▸ WORK INSTRUCTIONS:
A. In the article on Alabama's Medicaid debate, what share of the cost will states such as Alabama have to pay once full federal funding ends?
B. Retype the part of the article on Alabama's Medicaid debate starting at "However Alabama is" and ending at "earlier this month.".
C. Extend the article on Alabama's Medicaid debate, picking up right after its final sentence.

▸ EXERCISE PASSAGE:
However Alabama is one of 19 states that opted out of Medicaid. Critics call it a flawed system and many want a new plan in place.  That prompted Bentley to say, maybe in his State of the State earlier this month.

“But we cannot allow federal bureaucracy and the extremely flawed patient protection affordable care act, to derail our efforts,” Bentley says.  “To make sure Alabamaians have good quality healthcare, especially the poorest and the most vulnerable.”

Letting states Opt-out of the Affordable Care Act Medicaid expansion leaves millions of Americans without coverage, it also costs taxpayers money due to outrageous costs of emergency services if they get sick.

State lawmakers worried about the cost of the program.

“How do you pay for it?”

That’s state senator Cam Ward.  He and many other conservative lawmakers are working with the Governor to try and expand Medicaid. However, Ward says this issue is out of his and the legislature’s hands. He’s challenging the voters to make up their mind about Medicaid.

“I just don’t hear the clamoring from the voters,” Ward says  “I get people from time to time that want it, typically a lot of mental health advocates who are going to have their benefits increase as a result of this.  We’re just not hearing people say, ‘Yes I want to raise taxes to increase Medicaid.’ That’s just something you don’t hear.”

This is how Medicaid expansion works under the affordable car act. The Federal Government pays one hundred percent of the total cost up to 2016.  At that point, states including Alabama will have to cover ten percent of the cost. A study in 2012 by health care economists at the University of Alabama at Birmingham says this could be a money maker. The report suggests the state would gain almost $1 Billion in tax revenue.

So why aren’t GOP lawmakers lining up to support the plan? Democratic State Representative Craig Ford has a one word answer to Republican opposition. That word is Obama.

“And they said it’s too good of an opportunity to provide healthcare to the people in their state,” Ford says.  “It’s nothing more than just a political ploy on the Republican Party here in Alabama.  Just to say that if it has anything to do with Obama or federal, they don’t want to have anything to do with it.”

▸ MATERIAL SUPPLIED:
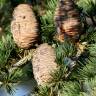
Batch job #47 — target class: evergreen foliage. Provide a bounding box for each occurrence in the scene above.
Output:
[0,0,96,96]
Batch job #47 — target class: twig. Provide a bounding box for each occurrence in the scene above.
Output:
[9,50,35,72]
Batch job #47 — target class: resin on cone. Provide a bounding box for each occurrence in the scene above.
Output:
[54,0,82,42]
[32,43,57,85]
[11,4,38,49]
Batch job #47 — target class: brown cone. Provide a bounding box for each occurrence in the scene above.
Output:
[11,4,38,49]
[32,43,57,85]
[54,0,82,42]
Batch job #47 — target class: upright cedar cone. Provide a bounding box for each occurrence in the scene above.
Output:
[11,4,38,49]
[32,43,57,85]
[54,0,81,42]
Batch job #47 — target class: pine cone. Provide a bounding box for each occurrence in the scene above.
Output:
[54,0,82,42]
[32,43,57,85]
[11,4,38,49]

---

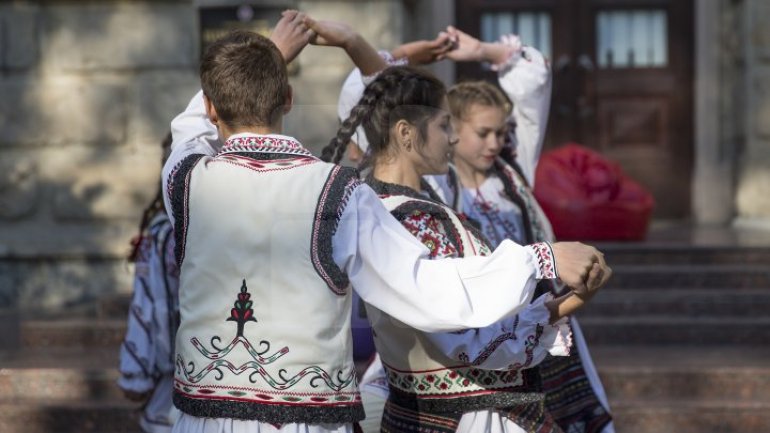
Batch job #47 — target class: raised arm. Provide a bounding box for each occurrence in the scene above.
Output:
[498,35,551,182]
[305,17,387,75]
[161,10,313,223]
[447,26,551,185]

▸ YOUR RESPONSES:
A. Ten percent of the cost.

B.
However Alabama is one of 19 states that opted out of Medicaid. Critics call it a flawed system and many want a new plan in place.  That prompted Bentley to say, maybe in his State of the State earlier this month.

C.
Tennessee tried a similar approach and ended up with the same result.  Governor Bill Haslam attempted to create a program called “Insure Tennessee” which needed legislative approval.  Haslam called a special session to help create the law but the measure died in a senate and welfare committee.

The bill could have insured more than 220-thousand low-income Tennesseans…

“The biggest complaint and concern that you heard about the law was that it was some way, too similar or too closely-connected with the affordable care act.”

That’s Dave Boucher, the political reporter for the Tennessean, the state’s biggest newspaper. 

“The republicans in the south, live in states where the President is extremely unpopular and anything that could get them tagged as someone who supports the president’s plans, could certainly hurt them in a reelection bid,” Boucher says.

Ward and Ford both argue the state has bigger fish to fry in the state, like the $700 million dollar budget shortfall the state is in right now.  Governor Bentley proposed a tax increase of more than a half billion dollars to plug the holes in the state’s coffers. 

Ford calls it a “travesty” that Alabama is not a part of the Medicaid Expansion under the affordable care act. 

“They treat the federal government like a one night stand.  We’re a taker state.  For every dollar we send to DC, we get three and a half dollars back. The roads that we’re driving on today are 90 percent paid for by federal funds.  You can’t pick and choose what you want from the federal government and unfortunately they’re trying to do that and they’re hurting our people in Alabama for not providing them healthcare coverage but unfortunately, people are buying that argument.”

Until the Alabama Legislature can come to an agreement for the voters to decide on how to proceed and pay for it, both sides believe the murky waters of Medicaid expansion will get deeper.